→ **Work instructions**
Transcribe all of the records precisely as they are presented.

[Extracted data entries]
+++

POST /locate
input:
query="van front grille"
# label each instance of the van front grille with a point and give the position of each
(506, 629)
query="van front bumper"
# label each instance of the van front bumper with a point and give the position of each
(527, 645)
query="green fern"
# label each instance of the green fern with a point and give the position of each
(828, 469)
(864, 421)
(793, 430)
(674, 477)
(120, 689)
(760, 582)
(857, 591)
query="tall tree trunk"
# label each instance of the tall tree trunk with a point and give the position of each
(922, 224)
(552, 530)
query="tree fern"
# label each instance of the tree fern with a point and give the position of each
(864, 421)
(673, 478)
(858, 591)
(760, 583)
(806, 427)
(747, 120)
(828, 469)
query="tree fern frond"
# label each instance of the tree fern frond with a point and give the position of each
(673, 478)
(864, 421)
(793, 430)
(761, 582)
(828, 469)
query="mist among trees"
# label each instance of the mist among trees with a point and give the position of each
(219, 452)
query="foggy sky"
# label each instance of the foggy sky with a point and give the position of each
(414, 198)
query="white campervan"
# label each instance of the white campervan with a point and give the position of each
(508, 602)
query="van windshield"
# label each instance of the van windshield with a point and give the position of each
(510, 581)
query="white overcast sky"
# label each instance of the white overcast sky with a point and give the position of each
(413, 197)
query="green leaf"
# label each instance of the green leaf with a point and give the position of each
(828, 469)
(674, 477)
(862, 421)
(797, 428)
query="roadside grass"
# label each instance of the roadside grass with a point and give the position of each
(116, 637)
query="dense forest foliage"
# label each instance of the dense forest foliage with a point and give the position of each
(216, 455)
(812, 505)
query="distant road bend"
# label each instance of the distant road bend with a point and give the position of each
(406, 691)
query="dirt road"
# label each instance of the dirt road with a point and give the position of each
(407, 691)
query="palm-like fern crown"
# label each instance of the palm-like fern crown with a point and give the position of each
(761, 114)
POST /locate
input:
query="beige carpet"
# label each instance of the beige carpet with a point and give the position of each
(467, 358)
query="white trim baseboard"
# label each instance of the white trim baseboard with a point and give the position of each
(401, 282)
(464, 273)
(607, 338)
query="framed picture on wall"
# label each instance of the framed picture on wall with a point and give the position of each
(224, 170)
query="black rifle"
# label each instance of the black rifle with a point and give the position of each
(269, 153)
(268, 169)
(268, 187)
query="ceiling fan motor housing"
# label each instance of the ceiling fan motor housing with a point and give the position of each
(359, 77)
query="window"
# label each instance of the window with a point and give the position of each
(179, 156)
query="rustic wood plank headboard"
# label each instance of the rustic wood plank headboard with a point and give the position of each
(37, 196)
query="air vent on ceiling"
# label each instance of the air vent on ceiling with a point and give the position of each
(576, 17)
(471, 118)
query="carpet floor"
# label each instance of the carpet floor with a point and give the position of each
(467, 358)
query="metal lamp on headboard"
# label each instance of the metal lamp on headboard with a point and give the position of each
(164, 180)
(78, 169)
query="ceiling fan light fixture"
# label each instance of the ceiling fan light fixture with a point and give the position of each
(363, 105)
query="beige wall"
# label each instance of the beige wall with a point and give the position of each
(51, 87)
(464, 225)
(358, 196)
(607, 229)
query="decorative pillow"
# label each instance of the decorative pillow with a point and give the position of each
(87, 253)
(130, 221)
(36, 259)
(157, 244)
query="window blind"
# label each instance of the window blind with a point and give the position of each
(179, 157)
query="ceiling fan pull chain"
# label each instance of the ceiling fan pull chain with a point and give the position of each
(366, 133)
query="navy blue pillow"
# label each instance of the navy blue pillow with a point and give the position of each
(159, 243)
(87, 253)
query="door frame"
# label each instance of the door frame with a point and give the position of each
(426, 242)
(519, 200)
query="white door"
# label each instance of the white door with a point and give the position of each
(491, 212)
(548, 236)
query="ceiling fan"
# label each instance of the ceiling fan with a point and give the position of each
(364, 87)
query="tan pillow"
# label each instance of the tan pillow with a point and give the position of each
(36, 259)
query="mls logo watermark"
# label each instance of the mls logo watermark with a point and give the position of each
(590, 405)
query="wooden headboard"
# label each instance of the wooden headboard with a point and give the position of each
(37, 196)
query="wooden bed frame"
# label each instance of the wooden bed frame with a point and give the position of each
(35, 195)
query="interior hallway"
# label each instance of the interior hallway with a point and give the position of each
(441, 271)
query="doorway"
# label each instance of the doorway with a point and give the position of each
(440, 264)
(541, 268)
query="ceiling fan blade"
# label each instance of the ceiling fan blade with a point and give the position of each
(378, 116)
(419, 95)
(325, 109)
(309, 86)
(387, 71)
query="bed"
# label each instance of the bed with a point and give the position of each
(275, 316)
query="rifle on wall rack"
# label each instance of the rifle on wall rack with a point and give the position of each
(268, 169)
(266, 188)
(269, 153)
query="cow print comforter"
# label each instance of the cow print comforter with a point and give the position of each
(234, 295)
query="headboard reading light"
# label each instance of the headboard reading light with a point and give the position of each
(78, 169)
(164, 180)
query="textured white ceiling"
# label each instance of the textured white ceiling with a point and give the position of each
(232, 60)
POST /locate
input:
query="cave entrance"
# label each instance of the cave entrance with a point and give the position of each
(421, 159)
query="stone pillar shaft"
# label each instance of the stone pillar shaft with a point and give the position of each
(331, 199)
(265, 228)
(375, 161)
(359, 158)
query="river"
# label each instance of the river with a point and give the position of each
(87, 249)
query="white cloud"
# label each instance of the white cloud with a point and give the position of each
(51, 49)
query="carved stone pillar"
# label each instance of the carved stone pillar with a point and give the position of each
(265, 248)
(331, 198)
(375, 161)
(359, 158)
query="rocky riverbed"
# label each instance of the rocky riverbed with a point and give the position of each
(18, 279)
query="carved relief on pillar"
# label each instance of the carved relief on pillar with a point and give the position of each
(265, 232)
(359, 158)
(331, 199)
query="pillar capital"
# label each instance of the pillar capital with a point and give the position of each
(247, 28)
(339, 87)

+++

→ **Task answer**
POST /locate
input:
query="van front grille"
# label each instance of the van front grille with a point and give the position of each
(506, 629)
query="van front bumper"
# label each instance of the van front bumper with a point and give the position of each
(527, 645)
query="green fern"
# label each instance of the green fern with a point and give the position of each
(828, 469)
(864, 421)
(793, 430)
(674, 477)
(120, 689)
(760, 582)
(857, 591)
query="tall tree trunk"
# label each instance of the tall tree trunk with a point and give the position of each
(922, 224)
(552, 530)
query="tree fern"
# label each instance of the tree fern with a point and give the position of each
(864, 421)
(673, 478)
(858, 591)
(760, 583)
(806, 427)
(747, 120)
(828, 469)
query="tree fern frond"
# label each instance of the tree fern frond with a point and give the position of each
(673, 478)
(864, 421)
(793, 430)
(761, 582)
(828, 469)
query="mist among trees"
# label each instance of the mist among trees with a point and give the position of each
(219, 452)
query="foggy sky"
# label each instance of the foggy sky with a point and give the position of each
(414, 198)
query="white campervan"
# label each instance of the white campervan with a point and give the position of each
(508, 602)
query="van windshield"
# label each instance of the van windshield with a point and give the position of each
(510, 581)
query="white overcast sky"
# label each instance of the white overcast sky with a point and give the position of each
(413, 197)
query="green leaf"
# label each instance of the green leaf with a point and give the position of each
(828, 469)
(674, 477)
(862, 421)
(797, 428)
query="roadside grass"
# label each instance of the roadside grass with a point and give the position of each
(116, 637)
query="dense forest foliage"
# label each instance of the dense forest foliage with a point and give the position of each
(216, 455)
(812, 505)
query="distant road bend"
# label each instance of the distant road bend with a point and give the position of each
(406, 691)
query="dirt road"
# label each instance of the dirt road with a point and give the position of each
(407, 691)
query="palm-like fern crown"
# label each instance of the palm-like fern crown with a point and give the position of each
(761, 114)
POST /locate
input:
query="beige carpet"
# label each instance of the beige carpet with a point and give the position of each
(467, 358)
query="white trim baseboard"
# label each instance of the white trim baseboard with a point and give the position of each
(401, 282)
(464, 273)
(607, 338)
query="framed picture on wall"
# label each instance of the framed picture on wall with a point and give the position of each
(224, 170)
query="black rifle"
# label each instance of the black rifle with a point and give the position of each
(269, 153)
(268, 169)
(268, 187)
query="ceiling fan motor housing"
# label each instance of the ceiling fan motor housing with a point and give the position of each
(359, 77)
query="window"
# label each instance of the window with a point and give the position of each
(179, 156)
query="rustic wood plank headboard"
# label each instance of the rustic wood plank headboard with a point and give the position of each
(37, 196)
query="air vent on ceiling"
# label each instance of the air vent on ceiling with a point and give the position of each
(576, 17)
(471, 118)
query="carpet floor"
# label each instance of the carpet floor with a point and give the position of each
(467, 358)
query="metal lamp on headboard"
# label each instance of the metal lamp on headboard with a point and give the position of each
(164, 180)
(78, 169)
query="ceiling fan light fixture"
# label each instance of the ceiling fan light fixture with a point and give the position of each
(363, 105)
query="beige wall"
# label each instance of the beige wall with a point and give the position of each
(51, 87)
(464, 225)
(358, 196)
(607, 229)
query="decorative pillow"
# label each instance of the decorative pillow with a point and give the position of each
(87, 253)
(130, 221)
(36, 259)
(157, 244)
query="window blind"
# label each instance of the window blind with a point and give the position of each
(179, 157)
query="ceiling fan pull chain"
# label each instance of the ceiling fan pull chain with a point and give the position of each
(366, 133)
query="navy blue pillow"
# label each instance of the navy blue pillow with a point and give the position of each
(159, 243)
(87, 253)
query="door frame"
# label each instance of the door frame with a point and give the position of each
(426, 242)
(519, 200)
query="white door"
# label each instance of the white door with a point and give the position of each
(491, 212)
(548, 236)
query="ceiling fan"
# label each instance of the ceiling fan with a point and give the position of each
(364, 87)
query="tan pillow"
# label each instance of the tan pillow with a point and give the position of each
(36, 259)
query="mls logo watermark"
# label each instance of the mls logo watermark with a point and give the position of each
(590, 405)
query="wooden headboard"
# label each instance of the wooden headboard with a point and give the position of each
(37, 196)
query="wooden bed frame"
# label each instance of the wooden bed frame with a point and give the position of each
(35, 195)
query="interior hallway"
# label each instance of the interior hallway with a point and give the position of each
(441, 271)
query="doorway"
# label each instance of the doorway with a point and give the position of each
(440, 264)
(541, 268)
query="ceiling fan blade"
# label each instance of the ceiling fan blade with a point and give the position of each
(378, 116)
(419, 95)
(325, 109)
(309, 86)
(387, 71)
query="bed"
# label each instance of the bed with a point and give the position of each
(275, 316)
query="rifle on wall rack"
# label each instance of the rifle on wall rack with a point and give the position of each
(268, 169)
(266, 188)
(269, 153)
query="cow print comforter"
# label each instance of the cow print comforter with a point and give the position of each
(234, 295)
query="headboard reading light"
# label each instance of the headboard reading light with a point and give the position of each
(78, 169)
(164, 180)
query="textured white ceiling"
# label each instance of the textured white ceiling with a point and give the position of each
(232, 60)
POST /locate
input:
query="cave entrance"
# label each instance of the cave entrance with a point and give the position of each
(421, 159)
query="stone pillar shaft"
# label each instance of the stone pillar shaft with a point and give the position of each
(331, 199)
(265, 228)
(375, 161)
(359, 158)
query="river"
# label each instance of the river with a point and give the position of each
(87, 249)
query="white cloud"
# label each instance of the white cloud with a point and give the position of each
(51, 49)
query="carved stone pillar"
# label each instance of the carved stone pillar with a point and give the position of each
(265, 248)
(331, 198)
(375, 161)
(359, 158)
query="rocky riverbed"
# label each instance of the rocky riverbed with a point and give the position of each
(18, 279)
query="carved relief on pillar"
# label each instance of the carved relief on pillar with a point and give the position of each
(265, 232)
(359, 158)
(331, 199)
query="pillar capital"
# label each instance of the pillar capital with a point and give the position of each
(247, 28)
(339, 87)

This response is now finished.